* Opdracht a
Vertaal de volgende zin uit het fragment over de politie naar het Engels: "Sinds de invoering van de nieuwe politiewet in 1993 lijkt er weinig gewonnen."

* Geselecteerd fragment
━━━━━━━━━━━━━━━━━━━━
De vraag rijst wat er mis is met de politie. Sinds de invoering van de nieuwe politiewet in 1993 lijkt er weinig gewonnen. De politie is gereorganiseerd in regio’s in plaats van gemeenten, en veel verantwoordelijkheden zijn overgeheveld naar de regionale colleges, het politionele bestuur van een regio. Een verbetering? Toen de Tweede Kamer wilde weten tot hoeveel extra blauw de extra uitgaven hadden geleid, moest minister Dijkstal van Binnenlandse Zaken het antwoord schuldig blijven.
De zaak-Brinkman wijst ook al op hulpeloosheid op het hoogste niveau. Terwijl het politiekorps van een van de grootste steden werd verlamd door innerlijke twisten, bleef Dijkstal passief toekijken. Lijdzaam heeft hij gewacht tot het conflict tussen ondernemingsraad en korpschef uitgroeide van gezwel tot abces, tot een openlijke ruzie tussen Brinkman en zijn baas, burgemeester Peper. Pas nadat de positie van de korpschef alle denkbare stadia van onhoudbaarheid had doorlopen, deed Dijkstal iets: hij slingerde alle vertrouwelijke stukken de openbaarheid in - een stapel brieven, rapporten, notulen en verslagen van vergaderingen met een nietje erdoor. Uit dat pak van Dijkstal wordt duidelijk hoe zowel de Rotterdamse burgemeester Peper als korpschef Brinkman hun eigen straatjes schoonvegen en het vuil naar de belendende stoep wapperen.
Wat was de rol van Peper, de beheerder van het politiekorps Rotterdam-Rijnmond? Hij was de grootste voorstander van de komst van de voormalige generaal Brinkman; het politiekorps zelf was tegen. Wat was de rol van Dijkstal, de politieminister die zo vaardig verbale daadkracht belijdt maar elke gelegenheid tot ingrijpen leek te ontduiken?
━━━━━━━━━━━━━━━━━━━━
* Opdracht b
Bepaal in hoeveel regels van de gegevens het woord "stone" voorkomt. Vermeld uitsluitend dat aantal.
━━━━━━━━━━━━━━━━━━━━
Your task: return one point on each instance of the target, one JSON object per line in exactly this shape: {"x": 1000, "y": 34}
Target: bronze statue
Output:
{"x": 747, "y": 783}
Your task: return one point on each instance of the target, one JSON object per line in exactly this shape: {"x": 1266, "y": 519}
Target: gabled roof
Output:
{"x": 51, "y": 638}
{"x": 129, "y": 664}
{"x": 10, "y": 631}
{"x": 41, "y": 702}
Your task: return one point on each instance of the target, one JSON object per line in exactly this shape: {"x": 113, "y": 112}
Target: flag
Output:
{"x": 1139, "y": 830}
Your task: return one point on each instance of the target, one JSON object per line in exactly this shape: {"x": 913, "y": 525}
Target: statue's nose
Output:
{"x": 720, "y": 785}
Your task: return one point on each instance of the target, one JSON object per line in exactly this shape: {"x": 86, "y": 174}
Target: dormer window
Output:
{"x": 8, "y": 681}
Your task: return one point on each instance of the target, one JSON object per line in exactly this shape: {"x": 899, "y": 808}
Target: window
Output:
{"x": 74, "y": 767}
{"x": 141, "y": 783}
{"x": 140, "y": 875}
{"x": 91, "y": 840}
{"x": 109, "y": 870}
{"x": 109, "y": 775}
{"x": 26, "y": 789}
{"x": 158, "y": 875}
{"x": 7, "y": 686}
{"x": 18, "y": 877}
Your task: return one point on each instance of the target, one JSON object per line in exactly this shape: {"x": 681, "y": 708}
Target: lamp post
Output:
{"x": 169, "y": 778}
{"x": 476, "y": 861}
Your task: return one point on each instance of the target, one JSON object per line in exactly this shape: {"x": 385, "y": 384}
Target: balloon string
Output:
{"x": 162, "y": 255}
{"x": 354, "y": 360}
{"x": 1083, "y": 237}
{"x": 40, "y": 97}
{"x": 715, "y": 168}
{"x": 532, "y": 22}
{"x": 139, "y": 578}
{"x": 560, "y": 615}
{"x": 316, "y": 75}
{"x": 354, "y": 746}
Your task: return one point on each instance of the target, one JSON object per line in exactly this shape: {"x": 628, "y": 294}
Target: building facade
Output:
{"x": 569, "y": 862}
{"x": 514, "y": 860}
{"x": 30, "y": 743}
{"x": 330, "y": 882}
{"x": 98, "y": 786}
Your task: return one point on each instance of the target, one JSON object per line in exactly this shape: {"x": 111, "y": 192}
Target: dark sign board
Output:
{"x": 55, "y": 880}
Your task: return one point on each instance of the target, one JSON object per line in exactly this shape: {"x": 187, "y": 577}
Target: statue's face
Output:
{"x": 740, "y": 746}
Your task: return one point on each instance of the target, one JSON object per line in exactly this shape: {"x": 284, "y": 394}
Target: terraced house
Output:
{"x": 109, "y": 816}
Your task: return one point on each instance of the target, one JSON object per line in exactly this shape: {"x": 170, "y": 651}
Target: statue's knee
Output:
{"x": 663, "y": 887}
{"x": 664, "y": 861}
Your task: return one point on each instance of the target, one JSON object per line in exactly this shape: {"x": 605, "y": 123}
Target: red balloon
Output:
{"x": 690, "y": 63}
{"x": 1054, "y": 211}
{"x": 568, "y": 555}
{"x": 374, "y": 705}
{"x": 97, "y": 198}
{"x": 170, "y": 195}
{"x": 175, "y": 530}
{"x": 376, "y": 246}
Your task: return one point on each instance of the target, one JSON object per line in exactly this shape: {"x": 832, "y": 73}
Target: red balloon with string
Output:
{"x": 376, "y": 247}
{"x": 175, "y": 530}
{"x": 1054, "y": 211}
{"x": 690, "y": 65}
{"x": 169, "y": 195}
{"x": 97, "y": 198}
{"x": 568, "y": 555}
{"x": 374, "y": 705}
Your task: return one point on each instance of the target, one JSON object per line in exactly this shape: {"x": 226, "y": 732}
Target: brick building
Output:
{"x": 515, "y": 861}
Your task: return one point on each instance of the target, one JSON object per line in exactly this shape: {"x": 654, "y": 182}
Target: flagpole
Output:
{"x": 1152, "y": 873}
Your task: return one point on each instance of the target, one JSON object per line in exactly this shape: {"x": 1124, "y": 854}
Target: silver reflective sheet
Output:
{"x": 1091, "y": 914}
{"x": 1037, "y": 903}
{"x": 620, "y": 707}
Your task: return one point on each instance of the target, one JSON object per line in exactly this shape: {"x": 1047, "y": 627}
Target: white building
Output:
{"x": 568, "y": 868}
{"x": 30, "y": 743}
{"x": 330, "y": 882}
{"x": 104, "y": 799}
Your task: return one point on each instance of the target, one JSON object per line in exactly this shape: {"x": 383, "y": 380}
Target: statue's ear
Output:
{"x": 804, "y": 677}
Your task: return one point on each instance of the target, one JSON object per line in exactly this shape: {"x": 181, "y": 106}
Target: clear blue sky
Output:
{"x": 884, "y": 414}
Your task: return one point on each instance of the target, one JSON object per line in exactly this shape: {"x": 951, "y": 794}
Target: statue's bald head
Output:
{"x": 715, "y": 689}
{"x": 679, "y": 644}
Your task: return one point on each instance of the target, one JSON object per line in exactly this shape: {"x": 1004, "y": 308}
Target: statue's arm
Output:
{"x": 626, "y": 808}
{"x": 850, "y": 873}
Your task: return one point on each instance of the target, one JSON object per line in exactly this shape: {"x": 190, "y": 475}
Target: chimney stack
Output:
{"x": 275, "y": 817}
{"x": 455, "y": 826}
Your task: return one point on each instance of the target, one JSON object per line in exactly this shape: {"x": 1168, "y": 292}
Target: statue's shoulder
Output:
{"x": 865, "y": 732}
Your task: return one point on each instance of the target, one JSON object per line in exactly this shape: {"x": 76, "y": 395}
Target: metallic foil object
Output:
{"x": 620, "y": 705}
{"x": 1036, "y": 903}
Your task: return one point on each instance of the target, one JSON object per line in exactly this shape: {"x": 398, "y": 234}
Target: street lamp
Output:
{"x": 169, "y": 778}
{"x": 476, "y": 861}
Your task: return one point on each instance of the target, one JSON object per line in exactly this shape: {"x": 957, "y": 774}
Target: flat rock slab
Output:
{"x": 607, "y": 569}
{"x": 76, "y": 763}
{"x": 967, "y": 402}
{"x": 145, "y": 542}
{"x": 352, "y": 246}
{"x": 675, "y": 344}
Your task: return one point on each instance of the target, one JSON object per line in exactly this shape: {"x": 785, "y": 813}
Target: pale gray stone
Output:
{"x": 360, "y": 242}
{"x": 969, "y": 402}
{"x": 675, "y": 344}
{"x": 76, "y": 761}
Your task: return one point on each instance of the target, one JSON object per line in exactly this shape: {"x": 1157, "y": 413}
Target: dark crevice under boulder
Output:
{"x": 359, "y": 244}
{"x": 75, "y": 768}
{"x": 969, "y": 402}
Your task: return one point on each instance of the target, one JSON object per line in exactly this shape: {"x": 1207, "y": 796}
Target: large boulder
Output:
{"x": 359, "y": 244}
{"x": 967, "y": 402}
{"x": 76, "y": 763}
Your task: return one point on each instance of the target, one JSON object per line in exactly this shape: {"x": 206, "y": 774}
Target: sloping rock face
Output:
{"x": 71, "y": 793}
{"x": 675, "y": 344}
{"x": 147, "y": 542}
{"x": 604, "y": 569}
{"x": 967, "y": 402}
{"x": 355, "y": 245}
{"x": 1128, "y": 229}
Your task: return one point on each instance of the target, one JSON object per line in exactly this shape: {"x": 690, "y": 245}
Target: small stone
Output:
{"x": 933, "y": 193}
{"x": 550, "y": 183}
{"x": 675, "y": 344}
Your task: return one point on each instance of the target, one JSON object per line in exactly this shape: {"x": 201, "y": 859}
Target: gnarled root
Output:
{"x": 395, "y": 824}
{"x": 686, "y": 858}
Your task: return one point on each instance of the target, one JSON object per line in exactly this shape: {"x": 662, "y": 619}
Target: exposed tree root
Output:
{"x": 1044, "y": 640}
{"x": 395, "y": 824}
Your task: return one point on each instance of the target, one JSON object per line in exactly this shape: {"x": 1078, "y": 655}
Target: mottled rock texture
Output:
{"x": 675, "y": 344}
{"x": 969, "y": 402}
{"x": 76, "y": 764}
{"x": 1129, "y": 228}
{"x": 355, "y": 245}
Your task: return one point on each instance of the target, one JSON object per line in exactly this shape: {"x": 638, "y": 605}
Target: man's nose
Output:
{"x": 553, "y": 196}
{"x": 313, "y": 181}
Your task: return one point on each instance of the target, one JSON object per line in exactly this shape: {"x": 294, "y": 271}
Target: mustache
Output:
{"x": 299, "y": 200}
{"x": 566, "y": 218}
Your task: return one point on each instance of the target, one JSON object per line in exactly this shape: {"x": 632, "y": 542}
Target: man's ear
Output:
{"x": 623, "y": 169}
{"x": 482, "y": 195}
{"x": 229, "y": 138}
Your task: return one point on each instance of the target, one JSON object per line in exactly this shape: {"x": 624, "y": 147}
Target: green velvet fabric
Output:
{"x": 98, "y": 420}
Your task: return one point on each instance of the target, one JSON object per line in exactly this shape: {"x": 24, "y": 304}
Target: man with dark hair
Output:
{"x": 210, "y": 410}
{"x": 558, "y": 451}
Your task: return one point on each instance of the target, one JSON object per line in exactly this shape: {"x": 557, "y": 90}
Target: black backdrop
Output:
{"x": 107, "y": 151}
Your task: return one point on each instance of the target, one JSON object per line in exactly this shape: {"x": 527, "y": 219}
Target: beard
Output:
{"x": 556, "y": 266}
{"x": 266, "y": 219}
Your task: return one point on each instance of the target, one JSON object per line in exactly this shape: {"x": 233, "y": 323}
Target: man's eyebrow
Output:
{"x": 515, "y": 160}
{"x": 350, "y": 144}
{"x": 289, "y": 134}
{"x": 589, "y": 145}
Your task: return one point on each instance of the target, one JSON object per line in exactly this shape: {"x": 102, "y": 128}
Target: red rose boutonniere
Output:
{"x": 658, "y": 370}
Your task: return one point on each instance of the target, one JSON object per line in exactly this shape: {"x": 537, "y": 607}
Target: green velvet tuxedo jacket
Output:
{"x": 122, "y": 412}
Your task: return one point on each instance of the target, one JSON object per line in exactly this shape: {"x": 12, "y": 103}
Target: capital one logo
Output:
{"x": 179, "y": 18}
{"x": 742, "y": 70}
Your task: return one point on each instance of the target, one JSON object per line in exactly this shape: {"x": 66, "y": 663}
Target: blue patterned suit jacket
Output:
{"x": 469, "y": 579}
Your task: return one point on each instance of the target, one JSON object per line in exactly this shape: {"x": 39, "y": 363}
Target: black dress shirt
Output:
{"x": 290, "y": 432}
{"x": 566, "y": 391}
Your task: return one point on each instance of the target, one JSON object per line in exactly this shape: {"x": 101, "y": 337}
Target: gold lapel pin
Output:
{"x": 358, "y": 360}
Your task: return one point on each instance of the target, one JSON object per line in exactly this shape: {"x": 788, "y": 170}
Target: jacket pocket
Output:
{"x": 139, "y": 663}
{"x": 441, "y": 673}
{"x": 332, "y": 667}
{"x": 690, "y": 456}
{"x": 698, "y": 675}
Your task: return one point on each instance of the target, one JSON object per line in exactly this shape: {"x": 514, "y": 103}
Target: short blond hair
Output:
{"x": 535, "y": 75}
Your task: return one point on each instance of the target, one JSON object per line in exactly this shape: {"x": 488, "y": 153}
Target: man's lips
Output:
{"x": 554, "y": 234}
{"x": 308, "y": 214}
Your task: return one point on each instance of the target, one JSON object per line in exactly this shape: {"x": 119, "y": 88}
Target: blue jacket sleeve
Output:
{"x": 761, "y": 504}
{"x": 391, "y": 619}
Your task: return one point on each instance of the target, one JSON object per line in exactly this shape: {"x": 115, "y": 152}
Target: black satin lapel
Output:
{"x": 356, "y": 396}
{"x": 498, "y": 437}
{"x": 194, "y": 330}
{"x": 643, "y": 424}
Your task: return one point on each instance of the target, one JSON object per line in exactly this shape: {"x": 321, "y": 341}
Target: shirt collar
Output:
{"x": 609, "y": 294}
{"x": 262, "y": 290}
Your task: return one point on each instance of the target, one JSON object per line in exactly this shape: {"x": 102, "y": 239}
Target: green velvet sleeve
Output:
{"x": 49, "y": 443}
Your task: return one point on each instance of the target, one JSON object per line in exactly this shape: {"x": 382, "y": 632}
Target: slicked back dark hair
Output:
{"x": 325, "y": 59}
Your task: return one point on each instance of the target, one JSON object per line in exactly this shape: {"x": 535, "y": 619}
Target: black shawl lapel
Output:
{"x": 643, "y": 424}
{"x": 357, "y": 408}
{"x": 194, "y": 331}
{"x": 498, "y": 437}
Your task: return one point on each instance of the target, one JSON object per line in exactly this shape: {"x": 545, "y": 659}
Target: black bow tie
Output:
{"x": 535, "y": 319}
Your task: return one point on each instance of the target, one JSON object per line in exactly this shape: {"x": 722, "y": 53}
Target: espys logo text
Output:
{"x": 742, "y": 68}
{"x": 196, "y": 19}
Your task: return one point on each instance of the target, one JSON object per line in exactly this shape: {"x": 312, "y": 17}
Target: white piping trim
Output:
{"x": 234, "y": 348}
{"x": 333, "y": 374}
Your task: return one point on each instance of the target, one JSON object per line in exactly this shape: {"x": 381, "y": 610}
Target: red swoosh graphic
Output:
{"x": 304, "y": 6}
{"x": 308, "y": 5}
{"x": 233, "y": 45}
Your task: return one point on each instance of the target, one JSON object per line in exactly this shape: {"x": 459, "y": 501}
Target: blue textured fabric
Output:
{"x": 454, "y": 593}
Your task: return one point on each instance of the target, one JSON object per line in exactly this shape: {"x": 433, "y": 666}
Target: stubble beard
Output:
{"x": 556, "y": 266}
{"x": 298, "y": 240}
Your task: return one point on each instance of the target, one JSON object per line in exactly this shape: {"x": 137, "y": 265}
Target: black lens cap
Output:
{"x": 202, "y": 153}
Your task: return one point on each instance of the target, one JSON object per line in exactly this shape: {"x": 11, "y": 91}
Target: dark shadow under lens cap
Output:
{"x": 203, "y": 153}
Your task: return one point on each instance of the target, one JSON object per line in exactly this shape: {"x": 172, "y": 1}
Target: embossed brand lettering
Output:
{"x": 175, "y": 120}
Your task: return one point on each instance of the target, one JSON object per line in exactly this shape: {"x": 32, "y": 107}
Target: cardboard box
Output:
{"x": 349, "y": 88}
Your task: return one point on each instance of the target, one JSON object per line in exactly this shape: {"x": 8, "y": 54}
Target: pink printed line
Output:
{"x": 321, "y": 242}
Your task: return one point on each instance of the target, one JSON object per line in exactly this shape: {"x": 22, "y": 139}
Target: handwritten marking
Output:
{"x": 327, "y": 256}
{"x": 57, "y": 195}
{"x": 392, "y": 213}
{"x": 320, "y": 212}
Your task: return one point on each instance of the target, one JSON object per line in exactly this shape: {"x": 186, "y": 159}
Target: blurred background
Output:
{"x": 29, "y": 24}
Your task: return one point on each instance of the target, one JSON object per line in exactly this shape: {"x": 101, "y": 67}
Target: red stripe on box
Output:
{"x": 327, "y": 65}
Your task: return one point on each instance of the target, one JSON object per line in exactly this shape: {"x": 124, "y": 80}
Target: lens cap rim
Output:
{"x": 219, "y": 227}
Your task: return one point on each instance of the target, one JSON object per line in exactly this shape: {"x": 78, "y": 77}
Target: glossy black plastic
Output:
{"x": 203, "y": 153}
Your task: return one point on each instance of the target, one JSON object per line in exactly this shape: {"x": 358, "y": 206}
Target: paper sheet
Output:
━━━━━━━━━━━━━━━━━━━━
* Volledig antwoord a
Since the introduction of the new police act in 1993, little seems to have been gained.

* Volledig antwoord b
2